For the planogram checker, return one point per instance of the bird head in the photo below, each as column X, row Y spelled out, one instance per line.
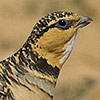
column 53, row 36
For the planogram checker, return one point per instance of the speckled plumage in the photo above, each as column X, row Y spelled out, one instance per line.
column 33, row 70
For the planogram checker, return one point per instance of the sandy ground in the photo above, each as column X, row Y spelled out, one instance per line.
column 80, row 75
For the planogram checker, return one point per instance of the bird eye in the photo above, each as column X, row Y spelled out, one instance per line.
column 63, row 24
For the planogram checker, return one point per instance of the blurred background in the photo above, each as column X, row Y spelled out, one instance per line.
column 80, row 76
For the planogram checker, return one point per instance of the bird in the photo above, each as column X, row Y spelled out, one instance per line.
column 31, row 73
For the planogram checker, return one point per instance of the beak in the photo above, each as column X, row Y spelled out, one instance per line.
column 83, row 21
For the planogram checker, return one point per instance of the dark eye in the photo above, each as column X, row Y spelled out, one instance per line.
column 63, row 24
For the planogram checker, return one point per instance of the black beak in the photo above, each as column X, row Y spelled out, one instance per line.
column 83, row 21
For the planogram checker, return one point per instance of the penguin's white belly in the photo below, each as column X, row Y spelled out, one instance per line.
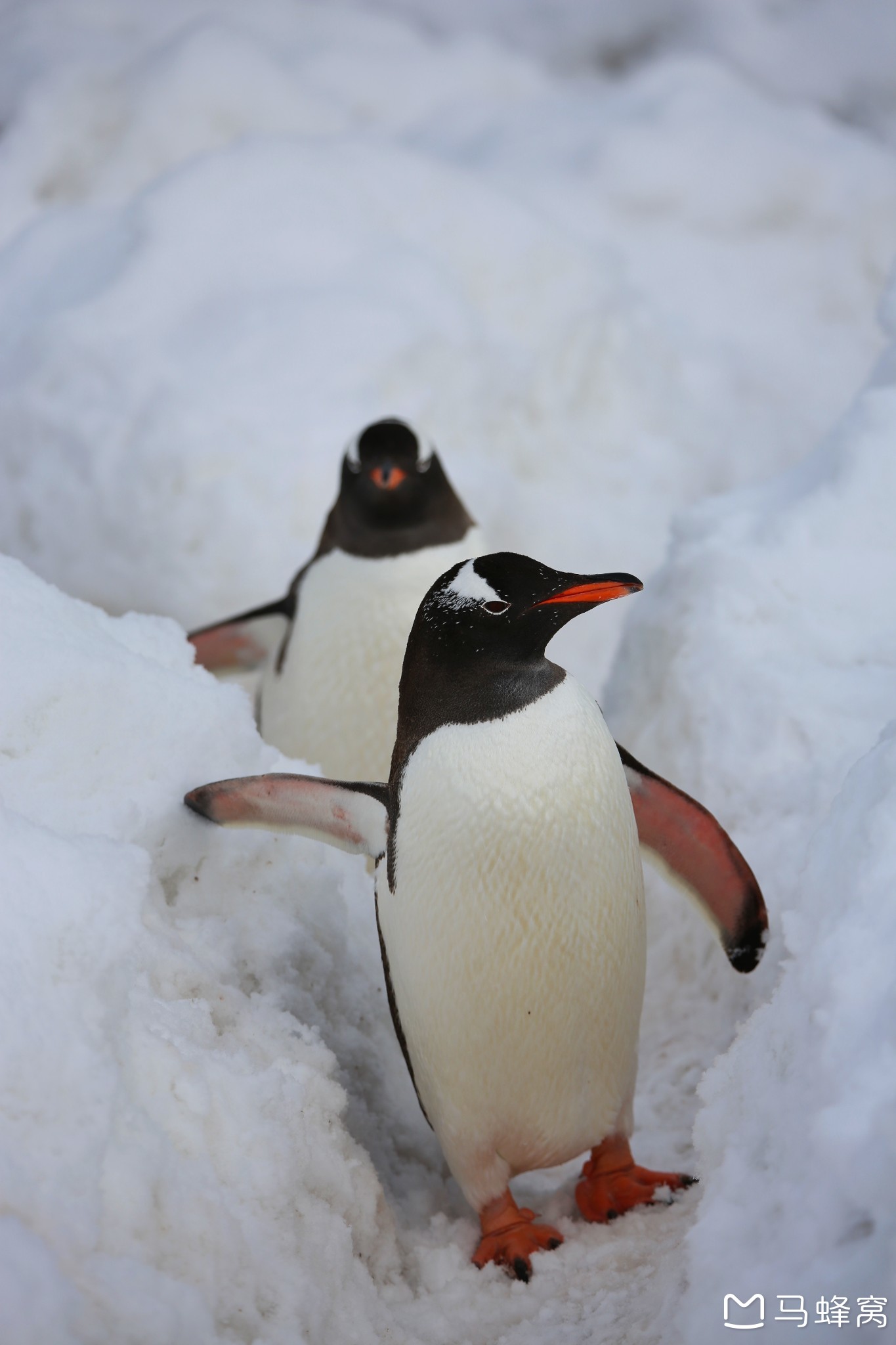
column 516, row 937
column 335, row 701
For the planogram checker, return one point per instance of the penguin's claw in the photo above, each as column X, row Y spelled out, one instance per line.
column 612, row 1183
column 511, row 1235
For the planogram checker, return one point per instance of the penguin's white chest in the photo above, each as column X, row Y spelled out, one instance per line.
column 335, row 699
column 516, row 935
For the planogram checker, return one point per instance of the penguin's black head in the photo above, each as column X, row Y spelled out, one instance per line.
column 505, row 607
column 385, row 478
column 476, row 650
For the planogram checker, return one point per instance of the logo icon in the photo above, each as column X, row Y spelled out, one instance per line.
column 756, row 1319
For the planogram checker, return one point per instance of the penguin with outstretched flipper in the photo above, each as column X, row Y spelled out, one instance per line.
column 509, row 892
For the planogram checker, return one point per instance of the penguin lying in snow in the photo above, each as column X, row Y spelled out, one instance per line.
column 332, row 648
column 509, row 892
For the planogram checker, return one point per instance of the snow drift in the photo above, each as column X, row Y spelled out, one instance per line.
column 226, row 241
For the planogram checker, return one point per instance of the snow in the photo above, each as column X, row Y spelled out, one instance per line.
column 639, row 319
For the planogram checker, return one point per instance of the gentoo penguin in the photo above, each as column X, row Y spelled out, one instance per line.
column 332, row 648
column 509, row 893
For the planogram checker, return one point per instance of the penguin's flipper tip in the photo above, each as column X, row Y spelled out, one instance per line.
column 242, row 643
column 694, row 852
column 351, row 817
column 511, row 1237
column 227, row 649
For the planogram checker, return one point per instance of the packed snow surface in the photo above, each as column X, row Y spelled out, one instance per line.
column 639, row 317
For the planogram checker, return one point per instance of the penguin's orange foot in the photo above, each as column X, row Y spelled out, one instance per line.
column 511, row 1235
column 612, row 1183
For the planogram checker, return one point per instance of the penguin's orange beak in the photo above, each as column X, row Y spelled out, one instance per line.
column 387, row 478
column 597, row 591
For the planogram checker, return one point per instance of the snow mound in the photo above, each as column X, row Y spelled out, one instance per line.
column 759, row 673
column 228, row 237
column 174, row 1160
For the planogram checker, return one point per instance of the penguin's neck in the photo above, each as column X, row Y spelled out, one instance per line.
column 436, row 692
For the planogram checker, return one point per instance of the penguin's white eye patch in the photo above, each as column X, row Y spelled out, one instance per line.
column 467, row 586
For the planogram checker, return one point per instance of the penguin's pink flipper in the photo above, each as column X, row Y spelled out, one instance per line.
column 687, row 844
column 349, row 816
column 244, row 642
column 511, row 1235
column 612, row 1183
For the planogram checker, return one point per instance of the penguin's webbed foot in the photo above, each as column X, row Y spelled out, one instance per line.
column 612, row 1183
column 511, row 1235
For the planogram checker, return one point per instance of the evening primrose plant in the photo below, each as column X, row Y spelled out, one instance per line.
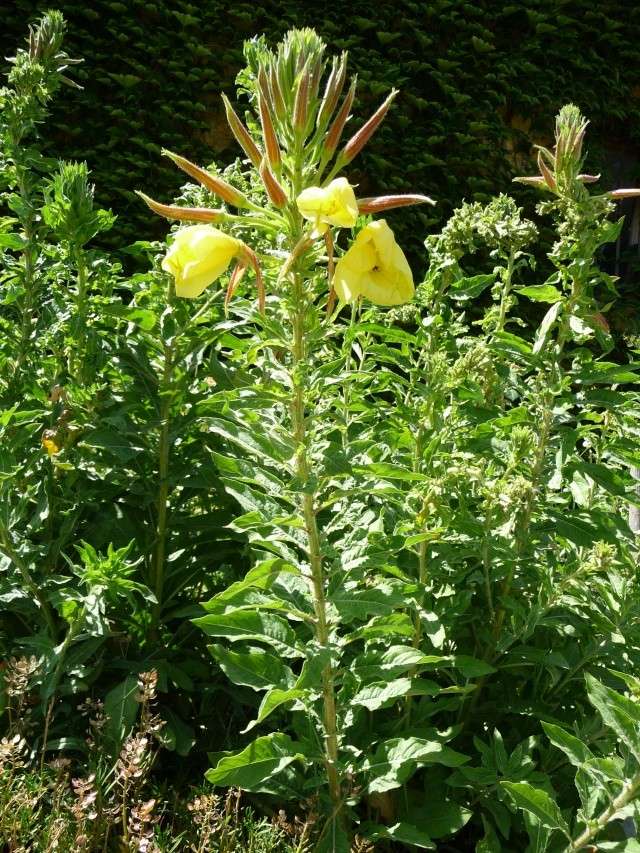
column 302, row 617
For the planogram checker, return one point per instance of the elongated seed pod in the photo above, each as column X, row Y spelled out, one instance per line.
column 377, row 204
column 335, row 131
column 276, row 193
column 184, row 214
column 357, row 142
column 211, row 182
column 242, row 135
column 269, row 135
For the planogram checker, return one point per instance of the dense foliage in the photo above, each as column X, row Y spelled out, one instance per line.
column 367, row 564
column 478, row 82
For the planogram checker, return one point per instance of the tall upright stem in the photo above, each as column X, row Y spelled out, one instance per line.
column 162, row 501
column 317, row 578
column 81, row 316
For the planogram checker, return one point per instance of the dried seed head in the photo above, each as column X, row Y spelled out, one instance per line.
column 18, row 675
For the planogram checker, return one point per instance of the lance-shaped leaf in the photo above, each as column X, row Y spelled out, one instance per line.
column 255, row 668
column 258, row 627
column 184, row 214
column 255, row 765
column 216, row 185
column 396, row 760
column 538, row 803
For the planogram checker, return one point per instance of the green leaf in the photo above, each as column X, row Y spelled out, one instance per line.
column 257, row 763
column 576, row 751
column 618, row 713
column 403, row 833
column 548, row 321
column 255, row 668
column 121, row 709
column 252, row 441
column 538, row 803
column 396, row 760
column 540, row 293
column 469, row 288
column 272, row 700
column 381, row 694
column 253, row 626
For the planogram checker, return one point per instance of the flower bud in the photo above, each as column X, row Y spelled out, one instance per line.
column 269, row 135
column 301, row 107
column 277, row 195
column 211, row 182
column 388, row 202
column 276, row 93
column 625, row 193
column 546, row 173
column 335, row 131
column 333, row 90
column 185, row 214
column 360, row 139
column 242, row 135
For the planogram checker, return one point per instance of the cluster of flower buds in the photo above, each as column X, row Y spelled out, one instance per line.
column 560, row 168
column 301, row 133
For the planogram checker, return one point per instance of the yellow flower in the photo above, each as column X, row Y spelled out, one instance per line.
column 332, row 205
column 375, row 267
column 49, row 444
column 198, row 256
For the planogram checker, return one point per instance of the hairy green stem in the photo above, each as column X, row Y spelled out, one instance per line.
column 162, row 500
column 626, row 795
column 79, row 369
column 317, row 579
column 7, row 547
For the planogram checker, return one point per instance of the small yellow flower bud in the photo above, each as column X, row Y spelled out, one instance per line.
column 198, row 255
column 374, row 268
column 333, row 205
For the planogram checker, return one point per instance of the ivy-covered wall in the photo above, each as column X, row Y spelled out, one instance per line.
column 480, row 81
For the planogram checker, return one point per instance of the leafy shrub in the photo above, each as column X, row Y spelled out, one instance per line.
column 431, row 581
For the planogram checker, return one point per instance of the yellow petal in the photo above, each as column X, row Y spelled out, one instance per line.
column 332, row 205
column 375, row 268
column 198, row 256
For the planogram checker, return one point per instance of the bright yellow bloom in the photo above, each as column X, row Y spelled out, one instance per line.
column 375, row 267
column 332, row 205
column 198, row 256
column 50, row 445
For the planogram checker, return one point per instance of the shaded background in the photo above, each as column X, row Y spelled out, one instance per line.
column 480, row 83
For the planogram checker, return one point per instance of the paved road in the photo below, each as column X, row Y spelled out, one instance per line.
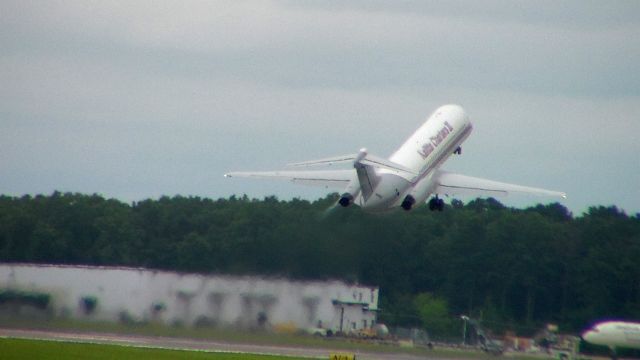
column 190, row 344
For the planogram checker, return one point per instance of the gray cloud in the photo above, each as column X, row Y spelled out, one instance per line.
column 149, row 98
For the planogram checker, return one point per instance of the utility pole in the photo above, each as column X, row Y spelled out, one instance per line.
column 464, row 329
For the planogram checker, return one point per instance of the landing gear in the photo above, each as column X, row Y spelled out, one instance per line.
column 436, row 204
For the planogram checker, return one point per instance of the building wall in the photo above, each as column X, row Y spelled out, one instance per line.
column 185, row 298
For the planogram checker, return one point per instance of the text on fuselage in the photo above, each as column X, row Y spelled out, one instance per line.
column 434, row 141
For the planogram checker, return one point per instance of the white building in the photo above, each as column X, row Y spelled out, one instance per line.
column 170, row 297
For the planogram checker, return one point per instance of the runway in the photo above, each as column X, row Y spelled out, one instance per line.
column 198, row 345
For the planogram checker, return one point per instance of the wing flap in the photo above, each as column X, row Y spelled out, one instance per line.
column 327, row 178
column 457, row 184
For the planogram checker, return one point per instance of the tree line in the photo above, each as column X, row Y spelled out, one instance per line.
column 514, row 268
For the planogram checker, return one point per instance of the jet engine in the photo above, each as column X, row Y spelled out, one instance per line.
column 346, row 199
column 408, row 202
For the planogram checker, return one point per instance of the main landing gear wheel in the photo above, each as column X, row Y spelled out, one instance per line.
column 436, row 204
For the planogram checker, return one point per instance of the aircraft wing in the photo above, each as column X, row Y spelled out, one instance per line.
column 455, row 184
column 324, row 178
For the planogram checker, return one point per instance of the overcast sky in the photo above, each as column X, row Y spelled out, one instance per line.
column 138, row 99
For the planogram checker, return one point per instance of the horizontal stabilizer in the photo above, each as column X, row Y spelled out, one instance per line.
column 328, row 179
column 327, row 161
column 456, row 184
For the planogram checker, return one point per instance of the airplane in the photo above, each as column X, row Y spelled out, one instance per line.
column 409, row 176
column 614, row 334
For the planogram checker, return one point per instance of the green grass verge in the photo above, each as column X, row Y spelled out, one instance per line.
column 44, row 349
column 234, row 336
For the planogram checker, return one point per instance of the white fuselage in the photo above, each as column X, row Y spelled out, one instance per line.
column 614, row 334
column 423, row 152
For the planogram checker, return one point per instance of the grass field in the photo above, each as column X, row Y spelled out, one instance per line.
column 42, row 349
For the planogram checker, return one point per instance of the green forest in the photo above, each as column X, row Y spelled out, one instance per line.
column 514, row 268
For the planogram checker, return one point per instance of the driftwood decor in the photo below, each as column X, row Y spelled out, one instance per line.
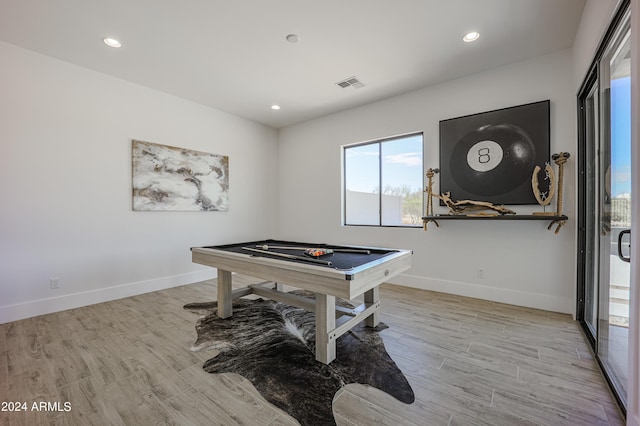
column 544, row 196
column 469, row 208
column 560, row 159
column 472, row 207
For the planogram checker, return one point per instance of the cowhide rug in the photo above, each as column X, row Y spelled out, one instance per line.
column 273, row 345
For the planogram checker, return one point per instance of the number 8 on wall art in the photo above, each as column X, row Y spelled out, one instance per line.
column 491, row 155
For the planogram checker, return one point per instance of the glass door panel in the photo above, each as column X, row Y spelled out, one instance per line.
column 614, row 197
column 592, row 111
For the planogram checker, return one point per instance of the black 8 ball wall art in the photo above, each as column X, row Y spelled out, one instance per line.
column 491, row 156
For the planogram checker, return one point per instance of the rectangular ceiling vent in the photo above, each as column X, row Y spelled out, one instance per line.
column 350, row 82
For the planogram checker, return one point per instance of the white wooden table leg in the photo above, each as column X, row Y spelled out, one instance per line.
column 225, row 300
column 325, row 323
column 372, row 296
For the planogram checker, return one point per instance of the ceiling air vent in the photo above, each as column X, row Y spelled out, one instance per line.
column 350, row 82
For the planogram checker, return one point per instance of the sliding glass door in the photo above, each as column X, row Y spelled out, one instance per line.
column 605, row 205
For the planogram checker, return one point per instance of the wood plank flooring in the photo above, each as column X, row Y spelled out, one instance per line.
column 470, row 362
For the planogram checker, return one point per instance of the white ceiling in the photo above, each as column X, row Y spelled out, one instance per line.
column 232, row 54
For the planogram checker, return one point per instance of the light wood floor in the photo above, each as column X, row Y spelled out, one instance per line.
column 470, row 362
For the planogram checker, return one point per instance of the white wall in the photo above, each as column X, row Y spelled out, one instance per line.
column 65, row 185
column 523, row 263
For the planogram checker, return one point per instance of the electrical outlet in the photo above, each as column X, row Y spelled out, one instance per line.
column 54, row 283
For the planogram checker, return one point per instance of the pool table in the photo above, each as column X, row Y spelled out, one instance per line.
column 348, row 272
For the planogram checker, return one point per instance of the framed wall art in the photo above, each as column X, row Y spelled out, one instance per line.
column 491, row 156
column 177, row 179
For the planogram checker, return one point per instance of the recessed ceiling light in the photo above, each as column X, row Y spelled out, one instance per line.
column 472, row 36
column 293, row 38
column 111, row 42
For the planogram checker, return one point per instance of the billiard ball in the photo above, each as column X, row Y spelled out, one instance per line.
column 492, row 159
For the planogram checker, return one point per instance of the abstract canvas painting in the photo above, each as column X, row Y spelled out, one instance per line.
column 177, row 179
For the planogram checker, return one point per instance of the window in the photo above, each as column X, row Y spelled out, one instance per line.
column 383, row 182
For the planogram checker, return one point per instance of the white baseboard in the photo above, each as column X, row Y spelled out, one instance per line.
column 49, row 305
column 495, row 294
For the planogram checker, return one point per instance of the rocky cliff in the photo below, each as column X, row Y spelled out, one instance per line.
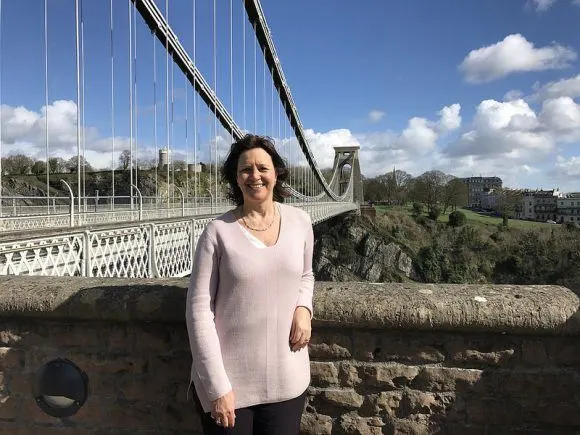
column 350, row 248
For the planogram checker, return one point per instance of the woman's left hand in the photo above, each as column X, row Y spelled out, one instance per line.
column 301, row 329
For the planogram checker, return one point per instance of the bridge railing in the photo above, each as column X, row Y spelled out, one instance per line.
column 138, row 250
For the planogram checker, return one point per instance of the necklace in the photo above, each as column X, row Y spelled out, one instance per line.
column 267, row 227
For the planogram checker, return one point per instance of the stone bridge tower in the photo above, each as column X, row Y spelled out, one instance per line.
column 346, row 158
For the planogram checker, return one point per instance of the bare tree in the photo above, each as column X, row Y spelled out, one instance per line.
column 72, row 165
column 39, row 167
column 56, row 165
column 124, row 159
column 17, row 164
column 455, row 194
column 429, row 188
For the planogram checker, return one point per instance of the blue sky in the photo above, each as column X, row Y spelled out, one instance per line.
column 468, row 87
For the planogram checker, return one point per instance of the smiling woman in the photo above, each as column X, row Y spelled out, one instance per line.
column 249, row 303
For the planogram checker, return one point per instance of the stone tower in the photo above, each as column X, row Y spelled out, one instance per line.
column 347, row 156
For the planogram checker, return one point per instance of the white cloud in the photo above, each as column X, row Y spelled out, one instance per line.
column 513, row 94
column 24, row 132
column 568, row 168
column 512, row 55
column 509, row 128
column 542, row 5
column 569, row 87
column 376, row 115
column 561, row 116
column 450, row 118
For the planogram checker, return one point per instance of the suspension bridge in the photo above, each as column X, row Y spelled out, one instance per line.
column 158, row 95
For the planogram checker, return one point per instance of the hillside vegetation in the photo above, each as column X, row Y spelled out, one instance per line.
column 476, row 252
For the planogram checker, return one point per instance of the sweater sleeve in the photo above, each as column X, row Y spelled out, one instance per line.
column 307, row 283
column 199, row 314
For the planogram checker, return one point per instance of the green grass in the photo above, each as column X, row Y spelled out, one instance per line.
column 472, row 217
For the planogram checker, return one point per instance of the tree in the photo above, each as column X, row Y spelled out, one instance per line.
column 455, row 194
column 39, row 167
column 18, row 164
column 457, row 219
column 56, row 165
column 429, row 188
column 124, row 159
column 507, row 203
column 72, row 164
column 179, row 165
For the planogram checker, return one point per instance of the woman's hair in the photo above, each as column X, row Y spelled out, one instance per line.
column 230, row 167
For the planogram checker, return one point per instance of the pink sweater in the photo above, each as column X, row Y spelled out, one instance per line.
column 240, row 306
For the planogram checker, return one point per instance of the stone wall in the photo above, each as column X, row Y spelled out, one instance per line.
column 386, row 358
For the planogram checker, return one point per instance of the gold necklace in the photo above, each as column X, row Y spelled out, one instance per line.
column 259, row 229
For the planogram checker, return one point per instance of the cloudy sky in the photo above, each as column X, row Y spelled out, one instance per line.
column 468, row 87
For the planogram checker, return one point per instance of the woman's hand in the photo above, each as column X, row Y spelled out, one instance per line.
column 301, row 329
column 223, row 410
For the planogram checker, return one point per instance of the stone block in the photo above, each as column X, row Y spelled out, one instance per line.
column 323, row 373
column 419, row 402
column 385, row 402
column 10, row 406
column 369, row 346
column 315, row 424
column 348, row 374
column 494, row 411
column 534, row 353
column 325, row 344
column 389, row 376
column 439, row 379
column 345, row 399
column 11, row 359
column 352, row 424
column 106, row 363
column 475, row 358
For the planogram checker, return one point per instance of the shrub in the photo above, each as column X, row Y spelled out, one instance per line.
column 417, row 209
column 457, row 219
column 434, row 213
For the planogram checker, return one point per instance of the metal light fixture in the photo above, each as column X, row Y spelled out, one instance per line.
column 60, row 388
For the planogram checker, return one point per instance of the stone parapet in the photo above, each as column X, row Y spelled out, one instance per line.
column 386, row 358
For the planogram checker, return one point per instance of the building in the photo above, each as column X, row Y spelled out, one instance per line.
column 528, row 204
column 477, row 186
column 546, row 204
column 569, row 208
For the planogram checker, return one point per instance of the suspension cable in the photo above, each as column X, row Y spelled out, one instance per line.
column 244, row 70
column 155, row 118
column 195, row 109
column 255, row 86
column 130, row 106
column 1, row 107
column 135, row 96
column 215, row 90
column 167, row 98
column 112, row 107
column 78, row 84
column 232, row 63
column 46, row 105
column 83, row 160
column 186, row 89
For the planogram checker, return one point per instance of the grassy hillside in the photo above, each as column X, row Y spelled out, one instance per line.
column 483, row 250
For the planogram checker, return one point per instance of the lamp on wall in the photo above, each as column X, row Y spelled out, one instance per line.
column 60, row 388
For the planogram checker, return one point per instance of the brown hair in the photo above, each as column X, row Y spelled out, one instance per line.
column 230, row 167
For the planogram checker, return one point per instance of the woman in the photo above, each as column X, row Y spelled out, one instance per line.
column 249, row 303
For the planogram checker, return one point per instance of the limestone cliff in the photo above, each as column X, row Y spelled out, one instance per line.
column 348, row 248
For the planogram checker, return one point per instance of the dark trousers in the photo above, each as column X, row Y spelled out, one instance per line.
column 280, row 418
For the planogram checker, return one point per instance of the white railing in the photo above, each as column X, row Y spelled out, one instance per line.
column 145, row 250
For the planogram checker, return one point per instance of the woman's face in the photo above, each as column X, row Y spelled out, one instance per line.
column 256, row 175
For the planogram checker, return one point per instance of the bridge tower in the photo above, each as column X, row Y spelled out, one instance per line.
column 346, row 158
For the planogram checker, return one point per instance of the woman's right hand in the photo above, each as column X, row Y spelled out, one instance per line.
column 223, row 410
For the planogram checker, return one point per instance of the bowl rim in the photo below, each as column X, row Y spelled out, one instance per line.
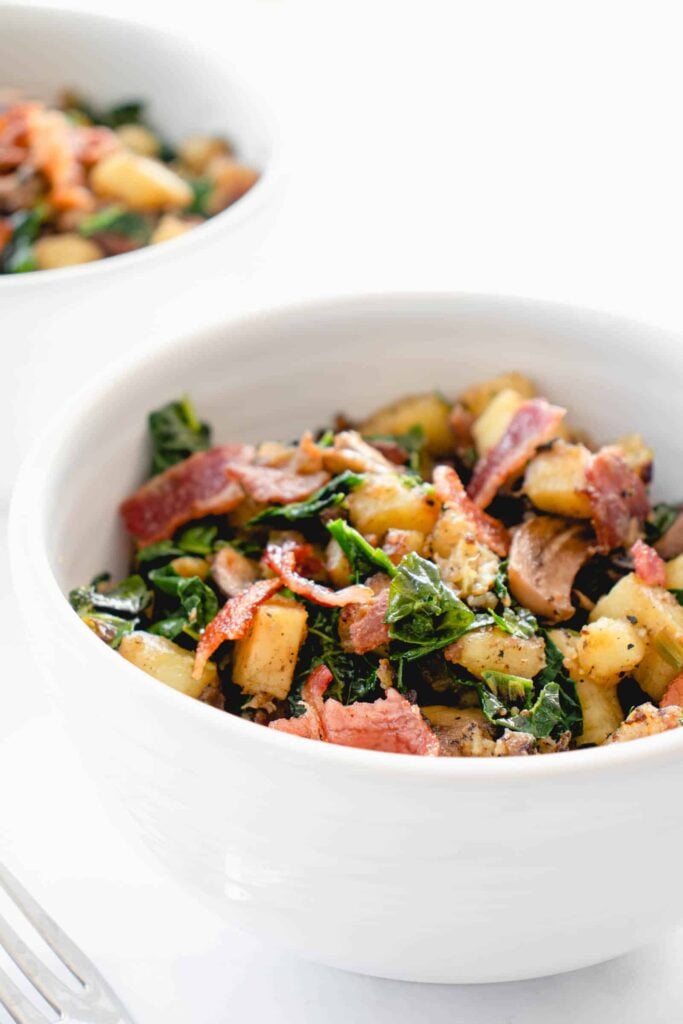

::::::::::

Problem requirements:
Please return, exactly and with pictures omitted, the lines from the line holding "the bridge tower" through the end of the data above, inclusive.

Answer below:
For the planogram checker, return one point per instance of the bridge tower in the photo above, each as column X, row Y spelled out, one instance per line.
column 346, row 158
For the planogram checker, return one point per instance of the woman's right hand in the photo above, each as column X, row Y spelled out, one instance per line.
column 223, row 410
For the planogram checker, return one point per instance of the bowl rim in the photo below, each as column X, row Y spelled out, one instance per line.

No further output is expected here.